▸ **Work request**
Copy out each line below containing "deepest".
** Exercise data follows **
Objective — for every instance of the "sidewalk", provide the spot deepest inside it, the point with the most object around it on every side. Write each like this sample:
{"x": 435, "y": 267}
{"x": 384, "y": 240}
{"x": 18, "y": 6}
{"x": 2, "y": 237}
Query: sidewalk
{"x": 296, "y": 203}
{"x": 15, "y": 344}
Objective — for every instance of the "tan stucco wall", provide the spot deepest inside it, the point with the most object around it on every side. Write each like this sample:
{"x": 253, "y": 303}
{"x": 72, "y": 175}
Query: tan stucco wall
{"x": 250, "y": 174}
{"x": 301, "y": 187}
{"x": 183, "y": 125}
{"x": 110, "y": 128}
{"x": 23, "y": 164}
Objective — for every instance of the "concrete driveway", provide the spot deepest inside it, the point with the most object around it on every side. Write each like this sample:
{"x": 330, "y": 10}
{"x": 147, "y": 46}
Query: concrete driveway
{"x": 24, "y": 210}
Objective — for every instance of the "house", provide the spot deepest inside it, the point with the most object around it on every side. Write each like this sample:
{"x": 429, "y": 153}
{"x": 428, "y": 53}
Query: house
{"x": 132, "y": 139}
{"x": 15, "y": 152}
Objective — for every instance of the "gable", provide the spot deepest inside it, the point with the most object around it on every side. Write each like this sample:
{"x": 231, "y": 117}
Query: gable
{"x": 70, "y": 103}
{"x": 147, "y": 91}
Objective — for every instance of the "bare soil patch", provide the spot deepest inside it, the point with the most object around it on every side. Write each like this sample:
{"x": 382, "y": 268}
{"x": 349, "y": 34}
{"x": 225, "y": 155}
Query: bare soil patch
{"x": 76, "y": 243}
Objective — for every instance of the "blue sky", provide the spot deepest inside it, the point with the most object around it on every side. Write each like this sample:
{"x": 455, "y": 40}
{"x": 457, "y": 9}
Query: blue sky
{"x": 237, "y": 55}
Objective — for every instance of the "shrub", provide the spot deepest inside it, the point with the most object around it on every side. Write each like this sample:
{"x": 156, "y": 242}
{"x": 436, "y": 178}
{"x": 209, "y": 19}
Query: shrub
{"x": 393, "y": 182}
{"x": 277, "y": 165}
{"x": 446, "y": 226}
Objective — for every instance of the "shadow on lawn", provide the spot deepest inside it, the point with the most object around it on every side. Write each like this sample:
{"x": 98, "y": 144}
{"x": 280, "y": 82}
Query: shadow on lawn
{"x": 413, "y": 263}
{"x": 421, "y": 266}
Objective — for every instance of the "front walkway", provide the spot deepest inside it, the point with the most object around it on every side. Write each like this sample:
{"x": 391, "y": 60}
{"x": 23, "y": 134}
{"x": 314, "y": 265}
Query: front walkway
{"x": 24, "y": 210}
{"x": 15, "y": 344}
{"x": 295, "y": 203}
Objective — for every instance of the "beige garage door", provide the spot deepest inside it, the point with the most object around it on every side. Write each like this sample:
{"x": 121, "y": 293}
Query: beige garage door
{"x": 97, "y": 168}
** End of Exercise data **
▸ **Final answer**
Objective — for every instance of the "sidewalk", provide the spot deepest inside it, the point with the most object around it on every side. Write each like this sample:
Objective — for every instance of the "tan stucco wall", provide the spot deepest inside it, the point with the most object around it on every side. Write each like this sample:
Objective — for every instance of the "concrete driveway", provide the spot deepest inside it, the point with the most object around it on every side. Write each like this sample:
Objective — for every instance of the "house", provide the spot deepest inside it, the point with the most object around it on every side. Write each like this sample:
Objective — for every instance of the "gable", provide the spot deepest inside it, the point with the most object around it on every side. Write each like this sample:
Objective — for every instance of the "bare soil patch", provide the spot deepest inside it, the point with the most object around it on every side. Write each like this sample:
Objective — for every instance of the "blue sky", provide the spot deepest inside it, the point with the most object around it on every side. Write each like this sample:
Objective — for every instance of the "shrub", provide the spot deepest inside it, the point with the most object around it on every side. Write each like this sample:
Objective — for every instance of the "shadow on lawn", provide the spot deepest inside it, the point with the most object around it on every side. Write each like this sample:
Objective — for every instance of the "front walkway", provide the spot deepest inside it, the point with the most object around it on every side. Write each like this sample:
Objective — for every instance of the "beige garage door", provide the spot deepest inside it, the point with the most object around it on every side. Write each like this sample:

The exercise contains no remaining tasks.